#### AIM OF THE TASK
Copy out each line of the data that includes the string "striped".

#### LISTED ENTRIES
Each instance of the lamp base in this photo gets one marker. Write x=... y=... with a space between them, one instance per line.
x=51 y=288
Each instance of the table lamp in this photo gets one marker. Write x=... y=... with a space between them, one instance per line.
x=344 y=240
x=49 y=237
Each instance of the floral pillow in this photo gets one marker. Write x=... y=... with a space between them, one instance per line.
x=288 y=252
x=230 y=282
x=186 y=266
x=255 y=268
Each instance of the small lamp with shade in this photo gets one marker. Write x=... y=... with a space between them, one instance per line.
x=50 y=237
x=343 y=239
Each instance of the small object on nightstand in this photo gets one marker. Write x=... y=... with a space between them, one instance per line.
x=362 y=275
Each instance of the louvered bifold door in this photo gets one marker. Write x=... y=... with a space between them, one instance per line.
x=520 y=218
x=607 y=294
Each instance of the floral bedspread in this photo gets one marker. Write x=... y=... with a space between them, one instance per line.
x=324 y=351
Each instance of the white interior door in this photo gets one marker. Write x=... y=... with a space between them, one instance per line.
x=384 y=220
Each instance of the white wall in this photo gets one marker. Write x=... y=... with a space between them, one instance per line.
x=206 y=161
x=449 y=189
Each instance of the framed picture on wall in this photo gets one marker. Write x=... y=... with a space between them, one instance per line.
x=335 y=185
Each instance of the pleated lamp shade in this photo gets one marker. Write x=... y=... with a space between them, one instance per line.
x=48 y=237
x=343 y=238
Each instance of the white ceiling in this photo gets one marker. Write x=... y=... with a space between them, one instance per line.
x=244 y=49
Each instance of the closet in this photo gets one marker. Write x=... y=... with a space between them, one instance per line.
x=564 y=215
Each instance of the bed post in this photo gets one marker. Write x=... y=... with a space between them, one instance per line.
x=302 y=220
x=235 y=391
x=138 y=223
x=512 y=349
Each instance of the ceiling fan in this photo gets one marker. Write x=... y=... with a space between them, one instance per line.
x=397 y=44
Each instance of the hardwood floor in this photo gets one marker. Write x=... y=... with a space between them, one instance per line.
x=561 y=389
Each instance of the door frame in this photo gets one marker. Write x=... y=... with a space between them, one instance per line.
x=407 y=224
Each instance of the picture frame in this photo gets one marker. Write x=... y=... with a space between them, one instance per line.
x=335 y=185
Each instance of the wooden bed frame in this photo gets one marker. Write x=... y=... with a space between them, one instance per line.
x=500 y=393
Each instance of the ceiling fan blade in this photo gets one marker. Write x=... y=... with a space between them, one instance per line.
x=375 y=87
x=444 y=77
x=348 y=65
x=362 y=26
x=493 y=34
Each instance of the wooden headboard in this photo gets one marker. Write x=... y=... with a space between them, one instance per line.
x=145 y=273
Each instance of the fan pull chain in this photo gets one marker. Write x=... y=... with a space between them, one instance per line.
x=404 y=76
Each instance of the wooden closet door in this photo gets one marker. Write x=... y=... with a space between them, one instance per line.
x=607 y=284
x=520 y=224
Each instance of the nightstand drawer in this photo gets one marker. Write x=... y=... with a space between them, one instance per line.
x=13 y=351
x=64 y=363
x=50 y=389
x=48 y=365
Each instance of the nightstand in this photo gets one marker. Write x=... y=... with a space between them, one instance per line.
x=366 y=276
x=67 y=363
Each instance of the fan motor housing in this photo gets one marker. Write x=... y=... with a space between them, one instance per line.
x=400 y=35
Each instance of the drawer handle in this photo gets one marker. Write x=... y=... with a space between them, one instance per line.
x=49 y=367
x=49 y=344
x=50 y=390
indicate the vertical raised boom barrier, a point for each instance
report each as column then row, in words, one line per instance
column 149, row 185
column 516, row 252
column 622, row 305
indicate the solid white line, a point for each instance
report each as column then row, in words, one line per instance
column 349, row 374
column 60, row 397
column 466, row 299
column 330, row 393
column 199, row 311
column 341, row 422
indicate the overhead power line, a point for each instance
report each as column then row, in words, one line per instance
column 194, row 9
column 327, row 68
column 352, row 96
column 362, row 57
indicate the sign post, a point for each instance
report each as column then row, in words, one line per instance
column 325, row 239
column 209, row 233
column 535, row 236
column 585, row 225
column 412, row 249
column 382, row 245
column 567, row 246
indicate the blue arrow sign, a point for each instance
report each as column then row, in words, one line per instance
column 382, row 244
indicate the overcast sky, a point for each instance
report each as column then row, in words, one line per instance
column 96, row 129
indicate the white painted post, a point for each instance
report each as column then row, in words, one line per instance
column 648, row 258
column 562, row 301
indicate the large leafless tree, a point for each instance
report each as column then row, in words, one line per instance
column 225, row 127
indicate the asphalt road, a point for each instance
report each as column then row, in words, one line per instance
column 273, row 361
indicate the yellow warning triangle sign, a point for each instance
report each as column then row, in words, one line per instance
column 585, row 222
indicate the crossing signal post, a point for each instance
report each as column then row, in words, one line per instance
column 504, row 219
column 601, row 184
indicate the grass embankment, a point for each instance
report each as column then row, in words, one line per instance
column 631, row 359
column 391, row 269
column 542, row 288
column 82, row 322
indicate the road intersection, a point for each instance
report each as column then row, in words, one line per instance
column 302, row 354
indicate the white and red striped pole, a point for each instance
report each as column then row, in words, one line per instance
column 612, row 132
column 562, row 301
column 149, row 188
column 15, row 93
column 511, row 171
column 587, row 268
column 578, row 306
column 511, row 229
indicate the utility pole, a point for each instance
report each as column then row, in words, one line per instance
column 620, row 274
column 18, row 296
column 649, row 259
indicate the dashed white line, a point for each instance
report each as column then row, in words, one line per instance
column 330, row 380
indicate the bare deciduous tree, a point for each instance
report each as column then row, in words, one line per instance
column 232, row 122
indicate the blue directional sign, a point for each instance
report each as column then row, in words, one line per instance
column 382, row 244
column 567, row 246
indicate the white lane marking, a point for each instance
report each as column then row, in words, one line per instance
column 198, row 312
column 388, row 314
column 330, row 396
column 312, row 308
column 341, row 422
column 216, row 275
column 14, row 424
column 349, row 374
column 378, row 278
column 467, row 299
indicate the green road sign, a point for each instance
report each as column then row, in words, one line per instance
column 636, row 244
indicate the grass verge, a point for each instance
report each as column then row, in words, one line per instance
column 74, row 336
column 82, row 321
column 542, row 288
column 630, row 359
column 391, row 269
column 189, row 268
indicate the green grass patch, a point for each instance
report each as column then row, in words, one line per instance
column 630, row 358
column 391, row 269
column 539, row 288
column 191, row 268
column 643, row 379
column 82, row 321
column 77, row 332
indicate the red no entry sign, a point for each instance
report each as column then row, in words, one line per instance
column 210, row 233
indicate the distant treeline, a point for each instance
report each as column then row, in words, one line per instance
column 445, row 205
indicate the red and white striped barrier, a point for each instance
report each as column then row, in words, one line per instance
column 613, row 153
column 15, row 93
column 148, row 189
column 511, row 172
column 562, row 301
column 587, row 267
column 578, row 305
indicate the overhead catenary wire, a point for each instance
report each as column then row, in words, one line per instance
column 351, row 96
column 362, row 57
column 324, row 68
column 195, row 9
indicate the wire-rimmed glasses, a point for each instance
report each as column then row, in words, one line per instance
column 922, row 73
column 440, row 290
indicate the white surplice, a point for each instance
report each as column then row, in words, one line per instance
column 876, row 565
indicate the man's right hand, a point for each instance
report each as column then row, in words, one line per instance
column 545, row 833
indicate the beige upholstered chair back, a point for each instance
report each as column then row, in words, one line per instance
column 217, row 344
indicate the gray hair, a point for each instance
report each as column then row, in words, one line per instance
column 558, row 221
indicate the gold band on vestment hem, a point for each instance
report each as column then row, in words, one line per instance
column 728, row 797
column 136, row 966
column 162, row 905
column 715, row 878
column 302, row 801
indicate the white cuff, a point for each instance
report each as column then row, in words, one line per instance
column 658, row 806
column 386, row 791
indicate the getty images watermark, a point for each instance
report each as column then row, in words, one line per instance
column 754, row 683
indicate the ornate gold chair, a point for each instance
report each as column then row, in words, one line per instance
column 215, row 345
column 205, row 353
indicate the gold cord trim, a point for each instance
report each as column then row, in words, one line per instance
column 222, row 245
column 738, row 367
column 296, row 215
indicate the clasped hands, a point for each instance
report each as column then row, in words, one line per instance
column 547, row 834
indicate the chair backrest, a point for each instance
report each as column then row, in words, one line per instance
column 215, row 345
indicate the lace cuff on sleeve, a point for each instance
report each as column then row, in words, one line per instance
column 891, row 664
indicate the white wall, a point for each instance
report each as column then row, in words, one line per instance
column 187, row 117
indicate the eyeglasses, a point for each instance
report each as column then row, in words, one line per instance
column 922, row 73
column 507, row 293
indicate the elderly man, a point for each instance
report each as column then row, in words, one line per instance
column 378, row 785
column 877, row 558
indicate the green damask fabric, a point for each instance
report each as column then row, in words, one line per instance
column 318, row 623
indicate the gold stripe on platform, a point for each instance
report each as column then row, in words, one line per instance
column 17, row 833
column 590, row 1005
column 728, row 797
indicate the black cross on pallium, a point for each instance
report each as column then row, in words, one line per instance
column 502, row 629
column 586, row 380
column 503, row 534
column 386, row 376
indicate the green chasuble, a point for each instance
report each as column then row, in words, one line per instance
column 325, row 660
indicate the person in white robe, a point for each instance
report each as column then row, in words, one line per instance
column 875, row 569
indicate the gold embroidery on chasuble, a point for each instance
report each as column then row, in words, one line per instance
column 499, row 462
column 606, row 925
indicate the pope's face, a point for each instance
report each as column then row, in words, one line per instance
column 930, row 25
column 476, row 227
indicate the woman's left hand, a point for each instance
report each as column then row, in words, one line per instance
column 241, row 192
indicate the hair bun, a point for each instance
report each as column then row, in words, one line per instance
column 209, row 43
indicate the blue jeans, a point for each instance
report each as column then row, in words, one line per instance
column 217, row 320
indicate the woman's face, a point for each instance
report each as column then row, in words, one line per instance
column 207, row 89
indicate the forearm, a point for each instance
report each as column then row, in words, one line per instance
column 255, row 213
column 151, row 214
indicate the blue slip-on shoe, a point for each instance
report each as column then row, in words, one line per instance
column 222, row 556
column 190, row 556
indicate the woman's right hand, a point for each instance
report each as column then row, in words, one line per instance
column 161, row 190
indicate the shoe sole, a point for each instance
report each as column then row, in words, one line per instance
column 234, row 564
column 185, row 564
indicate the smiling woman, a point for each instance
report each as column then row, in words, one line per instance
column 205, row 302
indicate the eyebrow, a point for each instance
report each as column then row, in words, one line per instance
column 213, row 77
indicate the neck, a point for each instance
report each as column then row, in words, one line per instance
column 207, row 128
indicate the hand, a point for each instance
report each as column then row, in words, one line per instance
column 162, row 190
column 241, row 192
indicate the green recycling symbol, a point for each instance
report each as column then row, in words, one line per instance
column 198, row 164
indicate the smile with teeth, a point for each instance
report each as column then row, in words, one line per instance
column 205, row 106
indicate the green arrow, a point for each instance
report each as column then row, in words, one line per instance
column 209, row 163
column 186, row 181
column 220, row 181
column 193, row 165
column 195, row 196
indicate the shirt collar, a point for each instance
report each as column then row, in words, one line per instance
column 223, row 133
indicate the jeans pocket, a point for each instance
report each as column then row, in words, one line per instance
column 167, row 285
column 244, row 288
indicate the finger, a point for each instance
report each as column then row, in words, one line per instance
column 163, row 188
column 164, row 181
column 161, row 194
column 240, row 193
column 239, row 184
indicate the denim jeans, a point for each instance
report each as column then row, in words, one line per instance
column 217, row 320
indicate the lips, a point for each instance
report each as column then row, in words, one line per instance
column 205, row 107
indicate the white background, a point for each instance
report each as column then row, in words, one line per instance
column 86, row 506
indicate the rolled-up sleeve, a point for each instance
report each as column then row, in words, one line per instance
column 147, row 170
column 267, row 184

#### OUTPUT OF THE TASK
indicate the white and red striped pole, a point for each instance
indicate the red and white striped barrier, a point for each instance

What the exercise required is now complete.